For those of you who were back yesterday for your first day past the Y2K
turnover, I hope all has been quiet for you. I wanted spend a few
minutes describing some of what I view my role as moderator of the list
to be, along with why I like moderated / edited lists. Along with it, I
will point out the potentially negative aspects of a moderated edit
list. At the end, I clearly prefer the moderated edit format, and I hope
most of you understand and possibly appreciate it as well. (So if you
choose to send in a subscription donation, you know what you are getting
for it :-) )

To explain moderated edit, let me first describe the main alternative,
which is an unmoderated list. This is probably the most common form of
list, at least partially because it is the easiest. Once you subscribe
to the list (and acceptance of subscription could be either open or
controlled), anything you send to the list is automatically sent out to
all other members of the list. The main control over content is based on
self / group censorship and as last resort, removal from list by the
list-owner. On the content / format side, however you send it to the
list is the way that everyone else gets it. Time delay from you send
something to when people get it is either just the transport and
processing time or if in digest form, when the digest reaches the
required size or the standard time to send out a digest is met.

When Dave Chechick first set up mail-jewish (called mail.jewish in those
days) one of the driving forces was the inability then on
net.religion.jewish to have a reasonable conversation with Orthodoxy or
Halacha being attacked. So the content control was a prime issue from
the beginning. As the list has evolved, along with the entire Internet
communities, we have a large enough self-selected group that we can have
a conversation without worrying about that kind of attack. I would guess
that less than 1% of submissions might fall in that category. A related
issue is ensuring that the conversation / discussion remain focused on
the topic and not move to the ad hominum / personal attack mode. This is
something that always comes up, often when the topic raises peoples
emotions. Here I at times send back a posting with suggestions where to
tone it down or redirect the discussion back to the basic topic.

Picture annotation entries:
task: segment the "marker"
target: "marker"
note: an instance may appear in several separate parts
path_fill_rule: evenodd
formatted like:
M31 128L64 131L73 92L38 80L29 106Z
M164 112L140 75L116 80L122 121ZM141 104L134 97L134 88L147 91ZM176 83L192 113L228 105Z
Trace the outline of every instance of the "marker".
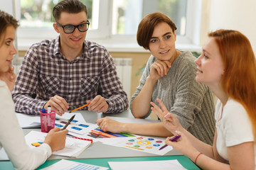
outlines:
M47 113L51 113L51 107L50 106L47 106ZM47 123L48 123L48 128L50 129L50 115L46 115L47 118Z
M71 123L71 121L74 119L75 115L73 115L73 116L71 117L71 118L70 119L70 120L68 120L68 122L67 123L67 124L64 126L64 128L62 130L65 130L65 128L67 128L68 125Z
M178 136L175 136L173 138L171 138L171 140L169 140L171 142L176 142L177 141L177 140L178 140L181 136L181 135L178 135ZM166 147L167 147L168 144L164 144L163 147L161 147L159 150L163 149L164 148L165 148Z
M50 106L48 106L47 107L47 113L51 113L51 107L50 107Z
M86 106L87 106L88 105L89 105L89 104L86 104L86 105L82 106L81 107L77 108L75 108L75 109L70 111L69 113L72 113L72 112L74 112L74 111L75 111L75 110L79 110L79 109L80 109L80 108L84 108L84 107L86 107Z

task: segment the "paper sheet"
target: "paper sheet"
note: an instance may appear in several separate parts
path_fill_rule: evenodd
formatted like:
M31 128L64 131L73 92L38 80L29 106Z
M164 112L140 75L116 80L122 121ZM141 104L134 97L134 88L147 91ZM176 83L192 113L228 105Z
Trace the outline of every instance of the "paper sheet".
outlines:
M149 123L160 122L160 120L154 120L149 118L142 119L142 118L119 118L119 117L114 117L114 116L107 116L107 117L120 123Z
M31 148L32 144L44 141L47 133L32 130L25 136L26 142ZM67 137L65 148L53 152L54 155L78 157L87 147L91 144L90 141Z
M60 161L55 163L54 164L52 164L46 168L41 169L41 170L70 170L70 169L106 170L109 169L103 166L83 164L78 162L68 161L65 159L61 159Z
M109 162L112 170L186 170L178 160L148 162Z
M112 141L112 143L105 142L105 144L158 155L164 155L173 149L171 146L167 146L163 149L159 150L161 147L165 145L165 140L144 136L137 136L133 138L123 138L125 139L122 141Z

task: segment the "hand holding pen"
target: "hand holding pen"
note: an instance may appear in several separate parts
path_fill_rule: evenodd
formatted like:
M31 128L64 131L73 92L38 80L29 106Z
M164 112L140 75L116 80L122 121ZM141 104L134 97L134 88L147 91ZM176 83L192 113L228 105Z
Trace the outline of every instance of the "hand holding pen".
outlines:
M177 141L177 140L178 140L181 137L181 135L174 136L173 138L171 138L171 139L170 140L170 141L171 141L171 142L176 142L176 141ZM164 144L163 147L161 147L159 149L159 150L163 149L164 148L165 148L165 147L167 147L167 146L168 146L167 144Z
M67 128L67 127L68 126L69 124L70 124L70 123L72 122L72 120L74 119L75 115L73 115L71 118L68 120L68 122L67 123L67 124L64 126L64 128L62 130L65 130L65 128Z

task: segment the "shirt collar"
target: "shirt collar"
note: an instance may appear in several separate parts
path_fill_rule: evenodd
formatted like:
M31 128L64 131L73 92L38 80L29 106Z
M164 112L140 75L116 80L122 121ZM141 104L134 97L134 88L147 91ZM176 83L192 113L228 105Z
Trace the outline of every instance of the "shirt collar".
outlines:
M53 40L53 43L54 43L53 55L57 55L58 54L61 55L60 36L58 36L55 39ZM89 52L88 50L89 50L88 42L85 40L83 43L83 51L82 55L80 55L80 57L90 58L90 55L87 54L87 52Z

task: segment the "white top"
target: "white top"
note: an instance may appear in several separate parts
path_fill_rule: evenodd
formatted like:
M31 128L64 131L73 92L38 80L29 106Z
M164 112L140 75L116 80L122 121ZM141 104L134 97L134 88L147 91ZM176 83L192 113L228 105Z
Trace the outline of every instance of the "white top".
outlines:
M43 143L31 149L14 112L14 103L6 84L0 80L0 149L3 147L16 169L35 169L50 156L51 149Z
M217 129L216 147L218 154L228 161L228 147L253 142L254 138L251 121L245 109L240 103L229 98L223 111L222 107L223 104L218 100L215 113ZM256 158L256 155L255 157Z

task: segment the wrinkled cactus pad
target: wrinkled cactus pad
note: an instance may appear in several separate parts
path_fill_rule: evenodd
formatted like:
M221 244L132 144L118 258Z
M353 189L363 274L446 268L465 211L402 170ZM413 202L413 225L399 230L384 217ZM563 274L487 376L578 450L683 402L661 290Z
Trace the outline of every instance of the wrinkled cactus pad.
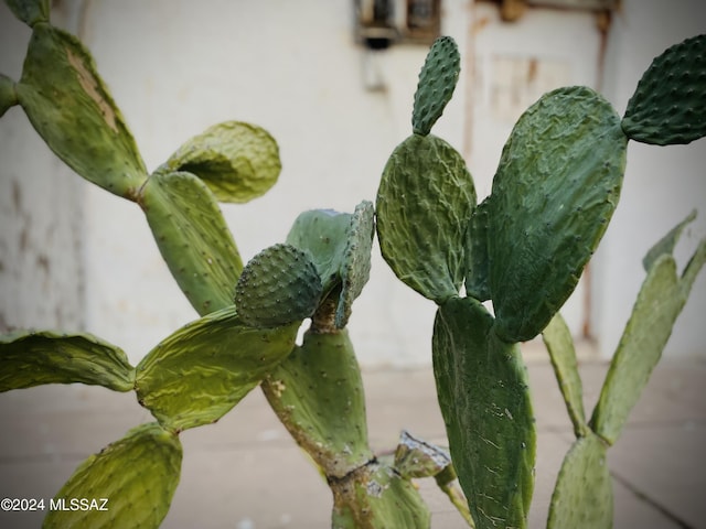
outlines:
M411 111L411 127L415 134L427 136L434 123L441 117L461 71L461 56L456 41L450 36L437 39L419 72L419 83L415 93Z
M15 89L32 126L58 158L94 184L136 198L147 179L145 163L93 57L76 37L36 24Z
M279 244L245 266L235 287L235 305L245 324L277 327L310 317L322 289L309 252Z
M74 382L115 391L135 387L135 368L122 349L87 333L0 335L0 391Z
M154 173L138 203L159 251L199 314L233 303L243 261L218 203L191 173Z
M391 154L377 191L377 237L397 278L437 303L458 294L466 231L475 207L463 158L435 136L414 134Z
M706 34L652 62L628 101L622 128L631 140L657 145L706 136Z
M243 203L265 194L279 177L279 147L261 127L214 125L181 145L164 164L203 180L221 202Z
M547 529L613 527L612 478L606 450L603 441L592 433L574 443L552 495Z
M135 428L76 468L54 498L63 498L66 508L50 510L43 527L157 528L169 511L181 461L176 435L156 423ZM72 509L72 498L97 504L90 509ZM103 504L101 498L107 501Z
M527 526L536 433L516 344L494 333L472 298L443 303L434 322L437 395L453 466L478 529Z
M587 87L545 94L503 148L489 208L498 335L539 334L574 291L618 205L628 139Z
M253 328L234 306L191 322L138 364L138 401L170 431L215 422L291 353L298 328Z

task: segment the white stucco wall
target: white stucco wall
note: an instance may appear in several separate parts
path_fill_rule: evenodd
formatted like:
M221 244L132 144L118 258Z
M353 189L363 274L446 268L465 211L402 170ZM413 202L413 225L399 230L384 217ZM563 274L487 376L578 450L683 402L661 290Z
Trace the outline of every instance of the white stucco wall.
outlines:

Objective 1: Determine whether each of the following statements agrees with the note on list moderation, answering yes or no and quoting the deciding words of the text: (a) the writer prefers the moderated edit format; (b) the list was once called mail.jewish; (c) the writer estimates that more than a tenth of submissions attack Orthodoxy or Halacha.
Objective 2: Write out the passage of the note on list moderation that begins at the words "For those of" and stops after "for it :-) )".

Correct answer 1:
(a) Yes: "At the end, I clearly prefer the moderated edit format"
(b) Yes: "called mail.jewish in those days"
(c) No: "I would guess that less than 1% of submissions might fall in that category."

Correct answer 2:
For those of you who were back yesterday for your first day past the Y2K
turnover, I hope all has been quiet for you. I wanted spend a few
minutes describing some of what I view my role as moderator of the list
to be, along with why I like moderated / edited lists. Along with it, I
will point out the potentially negative aspects of a moderated edit
list. At the end, I clearly prefer the moderated edit format, and I hope
most of you understand and possibly appreciate it as well. (So if you
choose to send in a subscription donation, you know what you are getting
for it :-) )